## Start Excerpt

Teslas use the AT&T phone network in the U.S.A., and Rogers in Canada.

All Teslas come with standard connectivity included. This gives you basic maps and navigation.

Premium connectivity costs $13.99/mo CAD. This adds satellite views and live traffic updates for navigation, and lets you stream music (and a few other things).

https://www.tesla.com/en_CA/support/connectivity?redirect=no
https://www.tesla.com/support/connectivity?redirect=no


----------



## garsh

Devons76 said:


> - Interior space: how does it compare to a small SUV like my old Escape?


Very similar. Apologies for the imperial units. Don't forget that the Model Y also has an extra trunk in front. 

2006 Ford Escape interior specs:
Head room, front/rear: 40.4", 39.2"
Hip room, front/rear: 53.4", 49.1"
Cargo capacity w. rear seats in place: 29.3 cu.ft.
Cargo capacity w. rear seats folded/removed: 66.3 cu.ft.

## End Excerpt

To-do list:
1) From the Tesla forum excerpt, write out the passage from "All Teslas come" up to and including "few other things).".
2) Using the Tesla forum excerpt, explain in one to three sentences what paying for premium connectivity gets a Tesla owner beyond the standard connectivity.

## Start Extracted records

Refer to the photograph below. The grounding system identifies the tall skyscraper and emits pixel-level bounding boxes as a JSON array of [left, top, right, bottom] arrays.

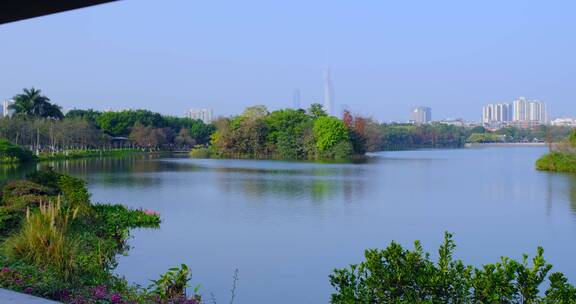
[[324, 68, 334, 115], [482, 103, 513, 124], [186, 109, 212, 124], [513, 97, 548, 125], [2, 100, 14, 117], [292, 89, 301, 110], [410, 107, 432, 124]]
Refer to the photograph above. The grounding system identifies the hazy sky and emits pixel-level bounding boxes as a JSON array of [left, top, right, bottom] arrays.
[[0, 0, 576, 121]]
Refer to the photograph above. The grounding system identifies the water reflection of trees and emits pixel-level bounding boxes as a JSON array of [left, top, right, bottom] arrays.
[[44, 155, 198, 187], [216, 167, 366, 202], [0, 163, 36, 187], [568, 174, 576, 215]]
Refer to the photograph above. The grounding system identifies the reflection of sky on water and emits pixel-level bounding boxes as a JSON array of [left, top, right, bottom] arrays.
[[8, 147, 576, 304]]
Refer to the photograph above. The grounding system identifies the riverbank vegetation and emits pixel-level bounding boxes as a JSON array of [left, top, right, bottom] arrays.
[[207, 104, 364, 160], [0, 138, 35, 164], [330, 233, 576, 304], [0, 169, 200, 303], [0, 88, 214, 157], [536, 130, 576, 173]]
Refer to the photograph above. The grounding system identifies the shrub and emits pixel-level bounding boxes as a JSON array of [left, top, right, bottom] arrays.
[[3, 200, 78, 281], [149, 264, 200, 303], [330, 233, 576, 304], [58, 175, 91, 215], [190, 147, 212, 158], [26, 167, 62, 195], [0, 139, 35, 163], [536, 152, 576, 173]]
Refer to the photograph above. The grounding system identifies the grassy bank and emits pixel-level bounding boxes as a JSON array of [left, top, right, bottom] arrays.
[[0, 169, 200, 303], [536, 152, 576, 173]]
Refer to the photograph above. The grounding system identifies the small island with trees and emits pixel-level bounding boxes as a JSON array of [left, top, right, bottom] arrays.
[[536, 130, 576, 173]]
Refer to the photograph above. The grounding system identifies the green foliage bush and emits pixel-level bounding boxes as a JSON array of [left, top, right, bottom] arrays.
[[0, 138, 35, 164], [313, 116, 350, 153], [190, 147, 212, 158], [468, 133, 502, 143], [330, 233, 576, 304], [0, 169, 200, 304], [210, 104, 356, 160], [536, 152, 576, 173]]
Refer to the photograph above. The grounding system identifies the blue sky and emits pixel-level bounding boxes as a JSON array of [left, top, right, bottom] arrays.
[[0, 0, 576, 121]]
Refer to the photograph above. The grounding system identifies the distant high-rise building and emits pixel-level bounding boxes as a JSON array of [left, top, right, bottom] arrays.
[[2, 100, 14, 117], [186, 109, 212, 123], [482, 103, 512, 124], [410, 107, 432, 124], [292, 89, 301, 110], [512, 97, 548, 125], [324, 68, 334, 115]]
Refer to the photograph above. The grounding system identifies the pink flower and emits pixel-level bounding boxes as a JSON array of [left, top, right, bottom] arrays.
[[94, 285, 106, 299], [144, 209, 160, 215], [110, 293, 122, 303]]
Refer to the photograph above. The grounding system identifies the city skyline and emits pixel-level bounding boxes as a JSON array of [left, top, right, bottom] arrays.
[[0, 0, 576, 121]]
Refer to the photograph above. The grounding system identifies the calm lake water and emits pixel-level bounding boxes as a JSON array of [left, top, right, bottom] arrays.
[[5, 147, 576, 304]]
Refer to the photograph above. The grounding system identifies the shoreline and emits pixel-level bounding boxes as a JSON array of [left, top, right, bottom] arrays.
[[464, 143, 547, 148]]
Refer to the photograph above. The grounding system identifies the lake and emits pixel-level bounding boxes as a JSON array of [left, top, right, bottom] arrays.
[[9, 147, 576, 304]]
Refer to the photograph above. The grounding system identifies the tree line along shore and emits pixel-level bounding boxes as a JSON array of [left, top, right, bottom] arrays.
[[0, 88, 570, 163]]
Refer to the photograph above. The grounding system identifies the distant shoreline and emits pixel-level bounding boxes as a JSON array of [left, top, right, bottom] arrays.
[[464, 143, 546, 148]]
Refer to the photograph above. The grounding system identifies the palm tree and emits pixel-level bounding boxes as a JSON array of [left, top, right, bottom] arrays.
[[10, 88, 64, 119]]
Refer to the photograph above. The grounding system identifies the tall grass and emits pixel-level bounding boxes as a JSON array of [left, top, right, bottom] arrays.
[[3, 198, 79, 283]]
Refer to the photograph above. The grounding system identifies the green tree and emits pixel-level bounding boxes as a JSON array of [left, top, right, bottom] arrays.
[[10, 88, 64, 119], [568, 130, 576, 148], [308, 103, 328, 120], [313, 116, 350, 156]]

## End Extracted records

Expected results:
1)
All Teslas come with standard connectivity included. This gives you basic maps and navigation.

Premium connectivity costs $13.99/mo CAD. This adds satellite views and live traffic updates for navigation, and lets you stream music (and a few other things).

2) Standard connectivity comes with every Tesla and gives only basic maps and navigation. Premium connectivity costs $13.99/mo CAD. It adds satellite views and live traffic updates for navigation and lets you stream music, along with a few other things.